# Document extract
The Social Engineering Vishing Simulator is a training tool designed to help organizations educate employees about voice phishing (vishing) attacks through realistic simulations. This solution enables security teams to test employee awareness and response to social engineering attempts via phone calls, building a more security-conscious workforce.
Organizations face increasing threats from vishing attacks where malicious actors use phone calls to manipulate employees into divulging sensitive information or performing unauthorized actions. Current security training often focuses on email phishing while neglecting voice-based social engineering tactics, leaving a critical vulnerability in organizational defenses.
Voice-based attacks are becoming more sophisticated with the rise of AI-powered voice cloning and deepfake technology. Traditional phishing awareness training does not adequately prepare employees for real-time, conversational manipulation attempts. As remote work increases phone communication dependency, the attack surface for vishing has expanded significantly, making immediate action necessary.
Implementing a vishing simulator provides multiple ROI benefits:
- Reduces successful social engineering attacks that lead to data breaches and financial losses
- Lowers incident response costs by preventing attacks before they occur
- Strengthens compliance posture for regulations requiring security awareness training
- Differentiates the organization's security program with cutting-edge training methods
- Creates measurable improvements in employee security behaviors
- Potential employee stress or negative reactions to realistic simulation scenarios
- Risk of eroding trust if simulations are not properly communicated as training tools
- Technical challenges in implementing realistic call scenarios at scale
- Legal and privacy considerations around call recording and monitoring
- Resource requirements for creating diverse, effective simulation scenarios
Primary users include security awareness teams, IT security managers, compliance officers, and training coordinators. The indirect beneficiaries are all employees who will participate in simulations, particularly those in high-risk roles such as finance, HR, IT support, and executive assistants.

# Records

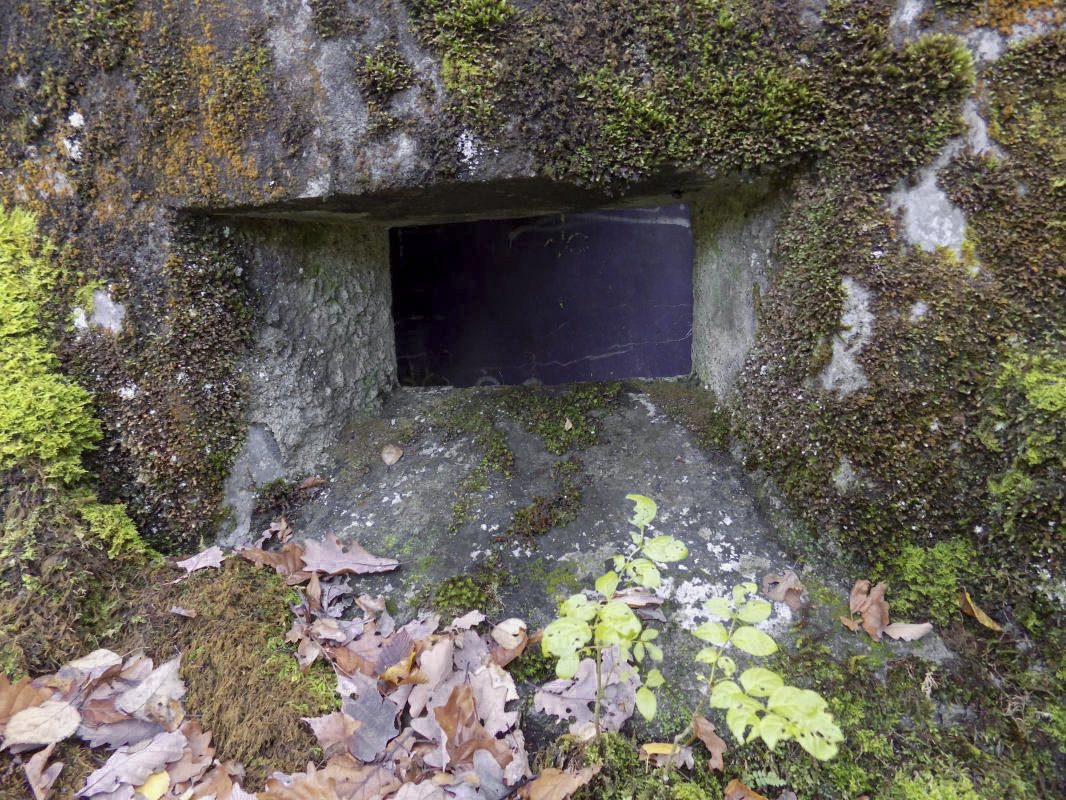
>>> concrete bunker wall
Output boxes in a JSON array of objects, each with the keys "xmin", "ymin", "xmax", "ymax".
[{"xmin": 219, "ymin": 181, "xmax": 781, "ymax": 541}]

...

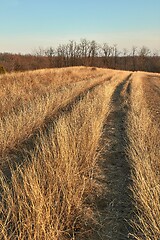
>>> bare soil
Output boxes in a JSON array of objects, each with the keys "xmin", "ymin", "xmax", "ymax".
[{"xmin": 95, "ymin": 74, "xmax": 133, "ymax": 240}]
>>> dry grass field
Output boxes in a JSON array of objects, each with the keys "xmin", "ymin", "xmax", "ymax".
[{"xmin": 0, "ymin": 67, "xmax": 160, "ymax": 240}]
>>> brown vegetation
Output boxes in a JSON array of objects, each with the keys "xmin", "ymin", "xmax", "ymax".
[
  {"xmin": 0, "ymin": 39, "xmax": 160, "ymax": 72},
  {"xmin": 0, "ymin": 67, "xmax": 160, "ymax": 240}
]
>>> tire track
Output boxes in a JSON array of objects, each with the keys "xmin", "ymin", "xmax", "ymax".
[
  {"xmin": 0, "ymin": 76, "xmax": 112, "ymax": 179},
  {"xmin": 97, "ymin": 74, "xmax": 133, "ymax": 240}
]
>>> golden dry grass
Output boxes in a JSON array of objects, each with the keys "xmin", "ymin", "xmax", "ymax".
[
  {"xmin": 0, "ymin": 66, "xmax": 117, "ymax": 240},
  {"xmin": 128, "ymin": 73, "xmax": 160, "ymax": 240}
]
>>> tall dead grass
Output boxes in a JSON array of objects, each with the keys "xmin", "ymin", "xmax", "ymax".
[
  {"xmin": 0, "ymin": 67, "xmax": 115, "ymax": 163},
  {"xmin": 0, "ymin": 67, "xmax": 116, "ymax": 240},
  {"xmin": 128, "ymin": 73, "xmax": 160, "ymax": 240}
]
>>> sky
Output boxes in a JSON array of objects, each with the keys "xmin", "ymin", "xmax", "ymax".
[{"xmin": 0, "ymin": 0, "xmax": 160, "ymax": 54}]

# Work task 1
Repeat the part of the vishing simulator overview from "Voice-based attacks are" to "immediate action necessary.".
# Work task 2
Answer these questions from the vishing simulator overview:
(a) Which kind of phishing does current security training often focus on?
(b) Which technologies are making voice-based attacks more sophisticated?
(c) Which high-risk roles are named among the indirect beneficiaries?
# Work task 3
For each statement, say whether the vishing simulator overview agrees, and quote the words that decide it:
(a) Compliance officers are among the primary users.
(b) Remote work has reduced dependency on phone communication.
(c) Call recording raises legal and privacy considerations.

# Task solution 1
Voice-based attacks are becoming more sophisticated with the rise of AI-powered voice cloning and deepfake technology. Traditional phishing awareness training does not adequately prepare employees for real-time, conversational manipulation attempts. As remote work increases phone communication dependency, the attack surface for vishing has expanded significantly, making immediate action necessary.

# Task solution 2
(a) Email phishing.
(b) AI-powered voice cloning and deepfake technology.
(c) Finance, HR, IT support, and executive assistants.

# Task solution 3
(a) Yes: "Primary users include security awareness teams, IT security managers, compliance officers, and training coordinators."
(b) No: "As remote work increases phone communication dependency"
(c) Yes: "Legal and privacy considerations around call recording and monitoring"